▶ Assignment
Write out the line that has "Target: ski tip" in it, along with each line that comes after it until the listing ends, and add nothing.
[[ Data shown, beginning ]]
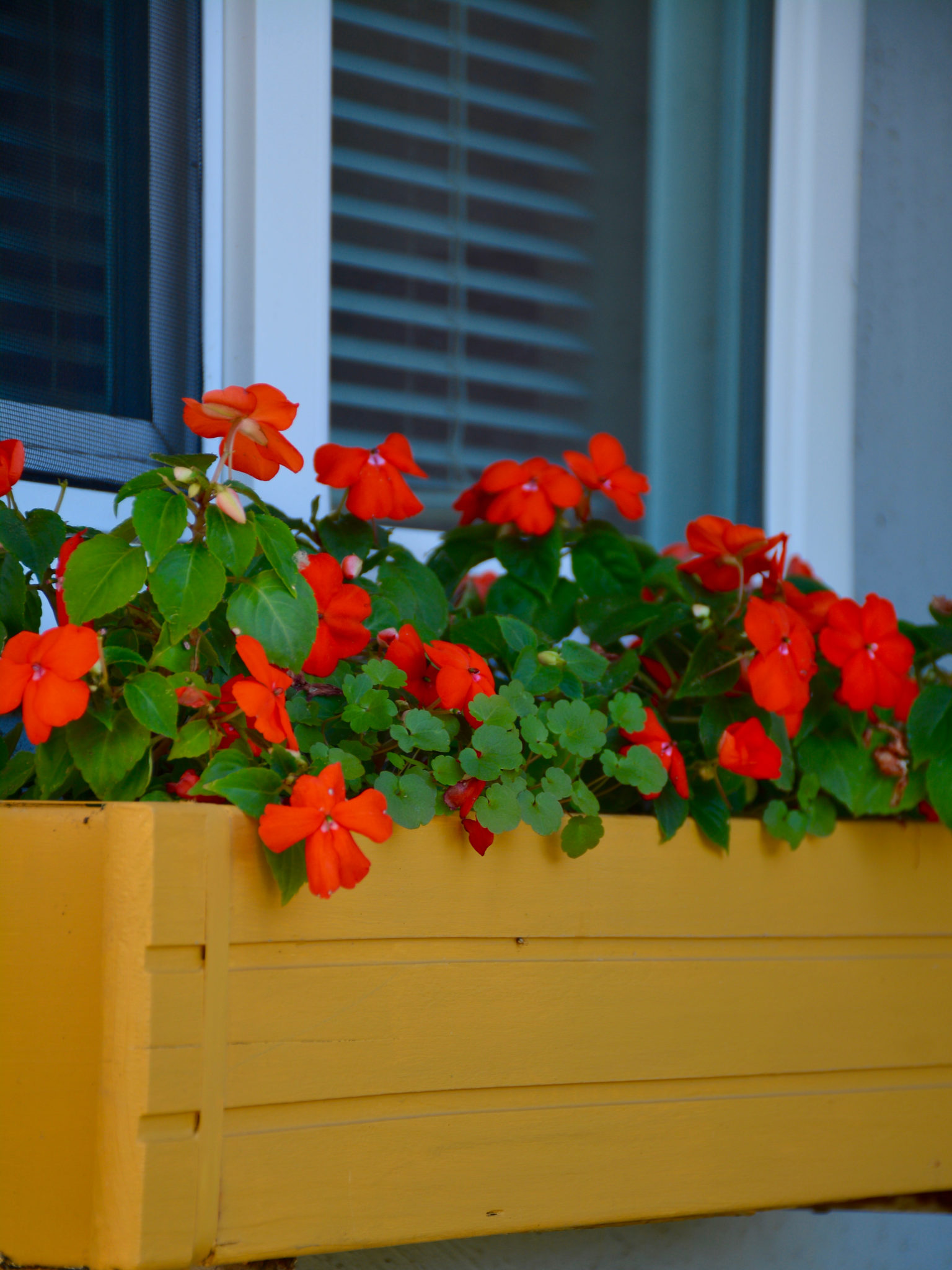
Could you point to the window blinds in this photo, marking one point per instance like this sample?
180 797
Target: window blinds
461 231
99 236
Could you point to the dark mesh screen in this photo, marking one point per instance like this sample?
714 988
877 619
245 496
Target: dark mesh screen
99 231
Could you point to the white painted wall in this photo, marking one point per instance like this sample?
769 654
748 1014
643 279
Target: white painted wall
816 141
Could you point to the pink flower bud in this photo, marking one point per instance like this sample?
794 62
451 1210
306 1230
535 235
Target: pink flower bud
229 505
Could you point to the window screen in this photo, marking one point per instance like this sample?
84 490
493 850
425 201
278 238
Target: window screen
99 231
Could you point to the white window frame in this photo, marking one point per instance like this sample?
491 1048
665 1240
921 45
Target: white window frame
814 235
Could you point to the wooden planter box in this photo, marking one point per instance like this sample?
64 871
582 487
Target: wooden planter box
190 1072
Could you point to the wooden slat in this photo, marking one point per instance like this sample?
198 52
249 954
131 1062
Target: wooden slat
404 1170
867 879
437 1023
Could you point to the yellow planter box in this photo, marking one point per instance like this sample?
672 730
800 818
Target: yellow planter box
190 1072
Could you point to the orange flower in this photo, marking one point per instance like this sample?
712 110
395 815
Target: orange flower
658 741
609 471
323 815
65 553
785 664
528 493
746 750
45 673
409 654
250 420
263 698
728 553
12 459
813 606
342 609
870 651
372 478
462 676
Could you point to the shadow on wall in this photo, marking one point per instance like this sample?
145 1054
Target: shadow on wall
767 1241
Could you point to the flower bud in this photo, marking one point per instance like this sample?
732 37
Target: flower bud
229 505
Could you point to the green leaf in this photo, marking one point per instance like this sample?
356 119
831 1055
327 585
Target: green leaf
230 543
518 699
15 774
346 536
151 479
640 768
103 574
785 824
532 561
493 709
385 675
583 799
496 745
516 634
283 624
672 812
154 703
931 723
250 789
536 735
420 730
711 813
193 741
498 808
288 869
542 812
579 728
187 585
13 593
54 763
35 540
412 799
627 711
280 546
710 671
447 770
558 783
106 756
582 833
161 520
583 660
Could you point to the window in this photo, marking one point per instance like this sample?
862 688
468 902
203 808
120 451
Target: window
99 231
507 269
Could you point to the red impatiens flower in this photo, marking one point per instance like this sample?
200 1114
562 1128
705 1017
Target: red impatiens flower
250 424
866 644
729 554
183 786
606 470
342 610
464 796
372 478
786 657
813 606
462 676
45 673
65 553
12 460
658 741
323 815
409 654
263 698
528 493
746 750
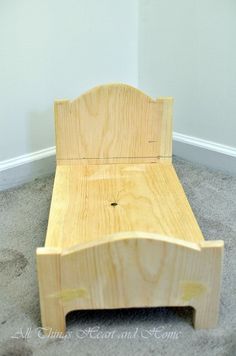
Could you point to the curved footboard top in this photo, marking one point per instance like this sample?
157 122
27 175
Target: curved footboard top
131 269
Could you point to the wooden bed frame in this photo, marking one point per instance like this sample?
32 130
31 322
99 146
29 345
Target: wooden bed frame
121 232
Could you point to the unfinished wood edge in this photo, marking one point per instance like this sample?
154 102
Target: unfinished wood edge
107 86
49 280
206 311
130 235
113 160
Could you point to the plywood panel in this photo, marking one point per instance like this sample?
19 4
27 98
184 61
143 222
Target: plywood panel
149 198
113 123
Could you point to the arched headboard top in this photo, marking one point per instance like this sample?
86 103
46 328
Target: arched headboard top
113 123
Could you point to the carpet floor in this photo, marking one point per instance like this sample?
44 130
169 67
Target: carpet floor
155 331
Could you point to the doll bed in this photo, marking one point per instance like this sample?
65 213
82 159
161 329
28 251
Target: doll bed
121 232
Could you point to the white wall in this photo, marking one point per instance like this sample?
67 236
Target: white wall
187 49
56 49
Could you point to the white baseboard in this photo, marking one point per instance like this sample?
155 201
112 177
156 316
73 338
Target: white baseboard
27 167
208 153
207 145
27 158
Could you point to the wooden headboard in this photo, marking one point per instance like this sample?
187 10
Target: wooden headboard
113 123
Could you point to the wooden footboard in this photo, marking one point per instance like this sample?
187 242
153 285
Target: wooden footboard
133 269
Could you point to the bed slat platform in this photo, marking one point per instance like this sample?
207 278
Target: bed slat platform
121 232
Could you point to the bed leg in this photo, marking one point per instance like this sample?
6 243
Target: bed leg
52 313
207 308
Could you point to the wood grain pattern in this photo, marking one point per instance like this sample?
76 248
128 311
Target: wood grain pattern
149 198
141 270
113 123
121 232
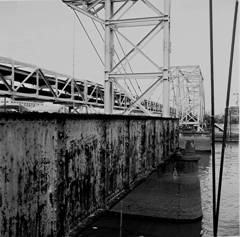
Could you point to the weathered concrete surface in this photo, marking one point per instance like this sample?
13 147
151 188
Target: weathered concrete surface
56 170
202 141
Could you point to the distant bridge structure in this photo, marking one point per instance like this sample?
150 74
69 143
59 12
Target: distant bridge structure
169 91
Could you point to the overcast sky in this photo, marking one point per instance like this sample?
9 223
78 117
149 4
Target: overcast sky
41 33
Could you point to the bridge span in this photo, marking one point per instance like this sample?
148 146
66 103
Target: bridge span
58 169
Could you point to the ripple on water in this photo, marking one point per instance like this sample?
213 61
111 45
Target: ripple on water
229 209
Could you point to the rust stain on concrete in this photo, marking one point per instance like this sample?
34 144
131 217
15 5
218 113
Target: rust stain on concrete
57 170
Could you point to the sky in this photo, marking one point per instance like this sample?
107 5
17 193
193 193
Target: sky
42 33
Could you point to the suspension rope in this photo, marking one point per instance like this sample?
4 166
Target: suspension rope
226 114
73 49
94 47
212 118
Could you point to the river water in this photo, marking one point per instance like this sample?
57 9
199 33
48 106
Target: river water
229 209
108 225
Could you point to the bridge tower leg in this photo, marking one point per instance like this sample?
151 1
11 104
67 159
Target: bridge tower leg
111 14
166 60
109 49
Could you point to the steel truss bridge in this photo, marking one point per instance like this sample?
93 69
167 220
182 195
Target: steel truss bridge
179 89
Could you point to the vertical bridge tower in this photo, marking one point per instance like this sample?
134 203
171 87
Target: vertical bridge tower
111 15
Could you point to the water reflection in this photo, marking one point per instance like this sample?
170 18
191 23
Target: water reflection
229 209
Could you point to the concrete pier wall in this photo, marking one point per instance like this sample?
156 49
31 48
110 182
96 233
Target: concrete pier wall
56 170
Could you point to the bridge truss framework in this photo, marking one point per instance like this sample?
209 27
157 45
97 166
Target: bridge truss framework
113 20
22 81
182 86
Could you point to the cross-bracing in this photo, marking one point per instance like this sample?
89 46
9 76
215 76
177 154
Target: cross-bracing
179 89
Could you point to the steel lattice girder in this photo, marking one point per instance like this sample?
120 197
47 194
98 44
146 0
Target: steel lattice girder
28 82
188 91
111 19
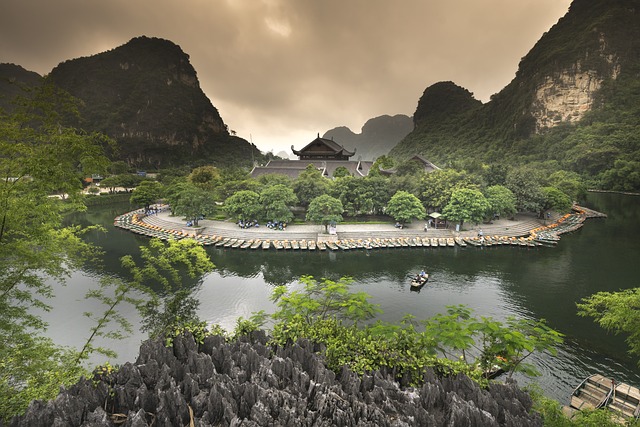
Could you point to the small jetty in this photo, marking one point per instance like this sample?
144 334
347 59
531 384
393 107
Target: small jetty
528 233
597 391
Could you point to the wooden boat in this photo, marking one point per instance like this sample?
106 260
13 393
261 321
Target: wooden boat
597 391
222 242
342 245
419 281
332 246
460 242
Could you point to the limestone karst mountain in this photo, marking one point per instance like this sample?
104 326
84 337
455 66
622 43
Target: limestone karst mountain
378 135
575 100
145 94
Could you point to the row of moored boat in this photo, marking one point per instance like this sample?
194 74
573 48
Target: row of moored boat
547 235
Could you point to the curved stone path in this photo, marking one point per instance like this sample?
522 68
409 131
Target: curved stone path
524 230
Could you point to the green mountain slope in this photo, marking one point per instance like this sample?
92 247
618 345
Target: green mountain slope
145 94
15 81
575 100
377 137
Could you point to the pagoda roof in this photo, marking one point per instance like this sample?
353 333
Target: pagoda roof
323 146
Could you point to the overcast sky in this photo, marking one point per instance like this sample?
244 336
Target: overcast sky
281 71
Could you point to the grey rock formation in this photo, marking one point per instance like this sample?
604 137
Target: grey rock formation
248 383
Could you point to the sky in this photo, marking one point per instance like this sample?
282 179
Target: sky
281 71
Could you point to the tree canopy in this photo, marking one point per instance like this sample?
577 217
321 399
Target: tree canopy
325 210
466 205
404 206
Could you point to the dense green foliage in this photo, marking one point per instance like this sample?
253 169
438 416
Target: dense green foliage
618 312
325 210
603 147
327 313
466 204
404 206
38 157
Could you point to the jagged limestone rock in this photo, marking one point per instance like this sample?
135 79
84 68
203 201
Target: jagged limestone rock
248 383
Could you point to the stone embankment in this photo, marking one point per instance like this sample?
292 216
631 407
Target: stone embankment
524 230
249 383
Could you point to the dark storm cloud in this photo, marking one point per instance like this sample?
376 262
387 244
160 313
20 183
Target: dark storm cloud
280 71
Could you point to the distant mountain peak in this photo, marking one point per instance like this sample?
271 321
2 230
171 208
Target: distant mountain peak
146 95
378 135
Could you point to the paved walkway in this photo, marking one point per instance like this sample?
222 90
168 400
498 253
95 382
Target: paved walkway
521 225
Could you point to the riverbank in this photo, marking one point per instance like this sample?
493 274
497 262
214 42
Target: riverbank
247 382
523 230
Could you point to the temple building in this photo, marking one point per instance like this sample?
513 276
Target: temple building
324 154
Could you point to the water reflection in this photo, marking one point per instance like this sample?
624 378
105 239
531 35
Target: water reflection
538 283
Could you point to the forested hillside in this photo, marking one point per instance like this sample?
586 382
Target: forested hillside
146 96
574 104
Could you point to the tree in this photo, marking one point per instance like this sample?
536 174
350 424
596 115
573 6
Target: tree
205 177
276 202
554 199
403 207
618 312
524 183
354 193
377 191
466 205
438 186
39 156
271 179
325 210
309 185
501 201
167 264
623 176
243 205
341 172
173 191
569 183
146 193
193 203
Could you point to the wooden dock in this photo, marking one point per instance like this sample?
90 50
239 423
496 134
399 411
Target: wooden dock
597 391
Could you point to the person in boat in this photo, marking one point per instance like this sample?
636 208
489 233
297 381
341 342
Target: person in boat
421 277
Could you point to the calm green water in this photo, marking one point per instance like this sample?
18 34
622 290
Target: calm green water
499 282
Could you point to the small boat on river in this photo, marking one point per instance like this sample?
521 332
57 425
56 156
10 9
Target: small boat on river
419 280
597 391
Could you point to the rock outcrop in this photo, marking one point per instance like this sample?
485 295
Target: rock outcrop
248 383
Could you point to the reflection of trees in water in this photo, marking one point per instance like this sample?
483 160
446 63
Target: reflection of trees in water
397 266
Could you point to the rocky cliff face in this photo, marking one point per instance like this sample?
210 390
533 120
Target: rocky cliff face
588 60
13 81
248 383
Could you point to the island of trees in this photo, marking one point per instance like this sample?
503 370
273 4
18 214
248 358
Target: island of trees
41 158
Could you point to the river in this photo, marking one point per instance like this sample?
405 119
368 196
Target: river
533 283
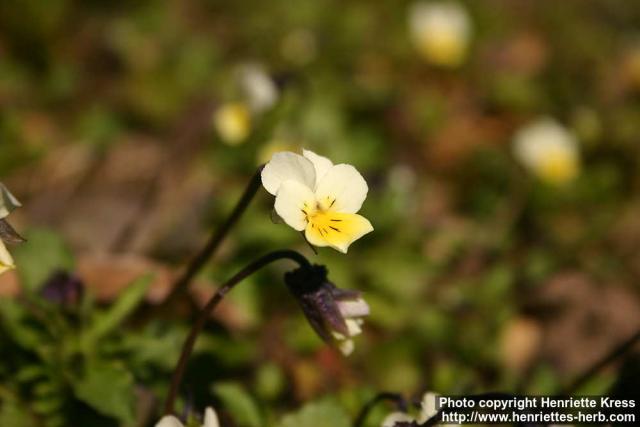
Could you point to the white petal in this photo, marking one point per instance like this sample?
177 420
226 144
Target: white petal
353 327
292 201
356 308
169 421
320 163
6 261
210 418
260 90
428 407
342 189
7 202
285 166
396 417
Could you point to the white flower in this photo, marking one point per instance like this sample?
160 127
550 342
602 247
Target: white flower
260 91
315 196
232 122
548 150
7 204
210 420
353 312
441 31
427 410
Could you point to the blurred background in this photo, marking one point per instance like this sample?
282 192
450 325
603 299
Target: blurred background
500 141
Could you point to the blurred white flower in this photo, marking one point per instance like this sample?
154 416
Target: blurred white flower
258 87
7 204
427 410
353 313
232 122
548 150
441 31
315 196
210 420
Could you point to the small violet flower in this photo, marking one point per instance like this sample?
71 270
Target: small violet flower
315 196
401 419
210 420
548 150
7 204
335 314
441 31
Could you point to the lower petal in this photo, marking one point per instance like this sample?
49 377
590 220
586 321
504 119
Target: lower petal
337 230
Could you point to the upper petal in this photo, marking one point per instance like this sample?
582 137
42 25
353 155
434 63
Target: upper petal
169 421
6 261
287 166
7 201
320 163
293 201
342 189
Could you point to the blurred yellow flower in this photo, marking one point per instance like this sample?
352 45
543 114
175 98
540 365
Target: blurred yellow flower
441 32
314 195
210 420
548 150
232 122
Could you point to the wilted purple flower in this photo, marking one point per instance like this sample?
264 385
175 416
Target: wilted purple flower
335 314
63 288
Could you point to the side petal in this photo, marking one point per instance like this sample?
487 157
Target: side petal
342 189
169 421
6 261
320 163
293 202
287 166
396 417
210 418
336 229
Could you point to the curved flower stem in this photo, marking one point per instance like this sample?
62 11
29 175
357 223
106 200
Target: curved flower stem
396 398
183 282
187 348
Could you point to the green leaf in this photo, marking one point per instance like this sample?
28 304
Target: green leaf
106 322
317 414
109 389
239 403
12 413
18 323
43 253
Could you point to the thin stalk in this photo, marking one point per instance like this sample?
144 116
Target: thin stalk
396 398
182 283
608 358
197 327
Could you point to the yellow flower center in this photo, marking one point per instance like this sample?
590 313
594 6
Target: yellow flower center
559 168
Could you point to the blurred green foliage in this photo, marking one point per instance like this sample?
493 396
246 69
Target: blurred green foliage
464 238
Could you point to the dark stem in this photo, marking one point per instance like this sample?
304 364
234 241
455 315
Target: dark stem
600 364
396 398
435 420
182 283
187 348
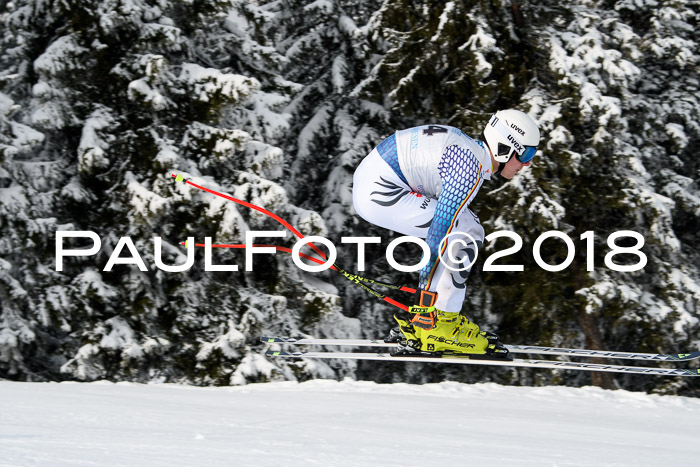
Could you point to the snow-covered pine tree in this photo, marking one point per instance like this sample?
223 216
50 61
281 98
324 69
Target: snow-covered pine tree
158 91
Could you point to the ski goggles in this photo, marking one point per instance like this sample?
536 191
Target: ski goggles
527 154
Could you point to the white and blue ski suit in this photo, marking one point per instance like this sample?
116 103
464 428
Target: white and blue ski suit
419 182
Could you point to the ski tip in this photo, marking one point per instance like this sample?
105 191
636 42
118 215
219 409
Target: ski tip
684 356
272 340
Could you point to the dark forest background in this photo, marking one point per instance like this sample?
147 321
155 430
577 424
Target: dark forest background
276 103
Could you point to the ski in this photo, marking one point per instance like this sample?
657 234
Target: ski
516 349
466 360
[[ Data shown, end ]]
▶ Solved exercise
Target: ski tip
684 356
272 340
Could you point to the dark forest background in this photo, marking one point per instance like this sample?
147 321
155 430
577 424
Target: dark forest background
276 103
Could you point to the ski in this photo, marking one point per instance like this sample?
657 234
Target: ski
516 349
466 360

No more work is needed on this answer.